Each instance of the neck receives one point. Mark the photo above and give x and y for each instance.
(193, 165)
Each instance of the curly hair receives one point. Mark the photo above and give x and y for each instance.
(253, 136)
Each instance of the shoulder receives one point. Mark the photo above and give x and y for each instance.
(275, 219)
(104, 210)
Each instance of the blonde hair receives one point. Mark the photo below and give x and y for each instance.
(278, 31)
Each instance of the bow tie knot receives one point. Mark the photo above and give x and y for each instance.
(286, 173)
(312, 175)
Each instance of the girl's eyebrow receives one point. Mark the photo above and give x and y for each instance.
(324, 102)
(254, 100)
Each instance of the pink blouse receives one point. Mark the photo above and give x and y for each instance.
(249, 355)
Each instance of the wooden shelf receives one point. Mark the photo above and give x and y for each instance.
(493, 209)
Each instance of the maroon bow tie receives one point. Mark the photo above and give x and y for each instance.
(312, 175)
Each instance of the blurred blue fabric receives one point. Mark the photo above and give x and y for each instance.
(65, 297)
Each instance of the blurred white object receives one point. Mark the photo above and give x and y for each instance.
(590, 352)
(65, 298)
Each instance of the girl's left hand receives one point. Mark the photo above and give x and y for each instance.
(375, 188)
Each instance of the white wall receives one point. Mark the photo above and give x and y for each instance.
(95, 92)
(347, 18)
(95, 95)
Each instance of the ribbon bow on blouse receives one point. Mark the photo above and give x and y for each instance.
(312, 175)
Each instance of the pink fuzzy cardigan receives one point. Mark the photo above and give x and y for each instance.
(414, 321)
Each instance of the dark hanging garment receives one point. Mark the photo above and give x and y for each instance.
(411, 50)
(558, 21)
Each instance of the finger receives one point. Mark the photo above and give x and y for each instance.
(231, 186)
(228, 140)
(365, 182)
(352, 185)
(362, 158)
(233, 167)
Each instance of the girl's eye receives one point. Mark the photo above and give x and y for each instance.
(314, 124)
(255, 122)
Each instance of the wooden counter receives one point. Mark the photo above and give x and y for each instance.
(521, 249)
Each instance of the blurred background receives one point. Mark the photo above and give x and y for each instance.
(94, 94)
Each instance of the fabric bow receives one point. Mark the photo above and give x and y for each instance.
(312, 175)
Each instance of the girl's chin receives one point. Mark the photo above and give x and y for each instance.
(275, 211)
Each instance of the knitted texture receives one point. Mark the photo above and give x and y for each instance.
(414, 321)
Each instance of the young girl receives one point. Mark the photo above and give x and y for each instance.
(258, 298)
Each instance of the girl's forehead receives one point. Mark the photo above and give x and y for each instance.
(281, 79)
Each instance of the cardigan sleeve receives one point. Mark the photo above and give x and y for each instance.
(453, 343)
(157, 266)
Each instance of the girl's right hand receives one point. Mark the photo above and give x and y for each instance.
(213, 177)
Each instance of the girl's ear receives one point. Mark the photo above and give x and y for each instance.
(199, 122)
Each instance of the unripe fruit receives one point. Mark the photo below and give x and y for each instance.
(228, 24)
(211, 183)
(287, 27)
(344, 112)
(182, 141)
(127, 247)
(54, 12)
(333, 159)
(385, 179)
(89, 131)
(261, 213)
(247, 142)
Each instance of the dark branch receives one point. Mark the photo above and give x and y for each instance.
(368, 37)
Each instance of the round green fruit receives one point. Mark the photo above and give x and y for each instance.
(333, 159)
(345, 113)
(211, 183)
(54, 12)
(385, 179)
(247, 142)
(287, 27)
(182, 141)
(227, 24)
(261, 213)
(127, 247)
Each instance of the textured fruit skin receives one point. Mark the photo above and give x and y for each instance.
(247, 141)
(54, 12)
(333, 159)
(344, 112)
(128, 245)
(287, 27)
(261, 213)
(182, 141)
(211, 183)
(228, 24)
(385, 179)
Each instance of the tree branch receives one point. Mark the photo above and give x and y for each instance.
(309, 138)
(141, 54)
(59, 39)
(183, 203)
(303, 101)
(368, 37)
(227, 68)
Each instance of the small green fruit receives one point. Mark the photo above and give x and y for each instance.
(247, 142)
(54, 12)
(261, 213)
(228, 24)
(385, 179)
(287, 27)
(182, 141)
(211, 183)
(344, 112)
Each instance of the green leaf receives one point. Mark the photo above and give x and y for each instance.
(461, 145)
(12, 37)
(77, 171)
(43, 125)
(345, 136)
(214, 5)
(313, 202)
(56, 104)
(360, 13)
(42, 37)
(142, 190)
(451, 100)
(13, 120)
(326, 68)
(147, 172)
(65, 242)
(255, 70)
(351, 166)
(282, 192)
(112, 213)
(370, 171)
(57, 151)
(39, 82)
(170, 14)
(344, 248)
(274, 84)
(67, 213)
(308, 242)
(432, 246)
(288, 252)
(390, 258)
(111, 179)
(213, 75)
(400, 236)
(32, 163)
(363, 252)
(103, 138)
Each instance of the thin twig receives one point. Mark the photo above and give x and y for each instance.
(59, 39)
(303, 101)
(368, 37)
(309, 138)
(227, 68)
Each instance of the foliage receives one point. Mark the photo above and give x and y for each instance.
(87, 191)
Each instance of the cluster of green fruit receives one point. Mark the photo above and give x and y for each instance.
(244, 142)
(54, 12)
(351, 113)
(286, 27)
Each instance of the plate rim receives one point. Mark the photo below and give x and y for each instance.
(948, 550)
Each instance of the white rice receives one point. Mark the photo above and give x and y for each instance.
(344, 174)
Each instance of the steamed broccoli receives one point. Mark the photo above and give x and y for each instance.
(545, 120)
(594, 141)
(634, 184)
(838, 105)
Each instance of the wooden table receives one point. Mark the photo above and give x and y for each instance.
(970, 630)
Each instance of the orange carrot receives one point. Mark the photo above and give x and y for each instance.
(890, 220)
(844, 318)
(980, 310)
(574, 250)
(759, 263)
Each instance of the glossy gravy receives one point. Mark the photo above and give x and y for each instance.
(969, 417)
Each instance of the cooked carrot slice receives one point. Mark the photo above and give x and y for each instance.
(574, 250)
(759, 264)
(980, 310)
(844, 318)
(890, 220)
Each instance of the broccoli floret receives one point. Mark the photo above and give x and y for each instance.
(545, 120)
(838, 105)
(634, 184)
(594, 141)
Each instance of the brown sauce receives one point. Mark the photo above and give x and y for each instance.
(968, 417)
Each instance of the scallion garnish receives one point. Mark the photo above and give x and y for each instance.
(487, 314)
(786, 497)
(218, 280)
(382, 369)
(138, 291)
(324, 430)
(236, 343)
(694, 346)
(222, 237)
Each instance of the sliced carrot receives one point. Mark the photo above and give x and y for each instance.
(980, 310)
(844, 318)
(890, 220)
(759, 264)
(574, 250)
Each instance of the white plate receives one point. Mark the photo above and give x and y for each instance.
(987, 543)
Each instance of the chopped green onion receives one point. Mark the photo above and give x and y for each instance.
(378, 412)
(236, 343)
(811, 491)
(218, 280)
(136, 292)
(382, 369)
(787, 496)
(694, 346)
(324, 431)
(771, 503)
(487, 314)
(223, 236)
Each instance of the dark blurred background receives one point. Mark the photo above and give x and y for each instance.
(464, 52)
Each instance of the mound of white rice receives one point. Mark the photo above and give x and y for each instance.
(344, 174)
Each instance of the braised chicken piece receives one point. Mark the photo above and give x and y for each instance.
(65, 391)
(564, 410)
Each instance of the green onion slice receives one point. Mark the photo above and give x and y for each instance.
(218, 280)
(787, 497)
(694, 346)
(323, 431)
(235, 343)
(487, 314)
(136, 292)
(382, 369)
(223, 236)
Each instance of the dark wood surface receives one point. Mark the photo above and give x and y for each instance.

- **Aim of the exercise**: Rewrite the stretch from the line containing "Each instance of the dark blurred" through the end of the records, replacing "green onion slice" with "scallion slice" and leaving everything else unchanged.

- **Exercise output**:
Each instance of the dark blurred background receives one point. Mark the photo above and give x and y for each instance.
(464, 52)
Each instance of the mound of white rice receives one point. Mark the photo above and give x and y for each instance.
(344, 174)
Each instance of the braised chicken piece receives one point. Mark the photo above and give x and y for each instance.
(65, 391)
(564, 410)
Each instance of the scallion slice receives one point. Mark the photo above and give x and y for each instance.
(218, 280)
(787, 497)
(694, 346)
(323, 431)
(235, 343)
(487, 314)
(136, 292)
(382, 369)
(223, 236)
Each instance of the dark wood surface receives one point. Mark the photo above and give x and y for each instance.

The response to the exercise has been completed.